*** Begin section ***

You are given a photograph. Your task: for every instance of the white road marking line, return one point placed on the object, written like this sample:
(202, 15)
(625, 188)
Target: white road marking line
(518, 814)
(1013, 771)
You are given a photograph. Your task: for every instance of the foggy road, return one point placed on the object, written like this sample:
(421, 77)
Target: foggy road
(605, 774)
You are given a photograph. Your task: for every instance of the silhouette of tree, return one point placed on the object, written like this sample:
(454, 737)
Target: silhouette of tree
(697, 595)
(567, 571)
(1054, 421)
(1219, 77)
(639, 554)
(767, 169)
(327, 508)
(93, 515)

*** End section ***

--- Exercise ---
Among the entries above, which lines include "point"? List them all.

--- Task solution ---
You are given a photograph. Your task: for every instance of the white road marking line, return one point placed on the object, written like this sample:
You are given a photograph. Your task: for every instance of the foggy road, return one point placed on the object, written like this sample:
You are given a photograph. Your task: for every instance of the silhouette of tree, return one point placed on the object, written like this sample:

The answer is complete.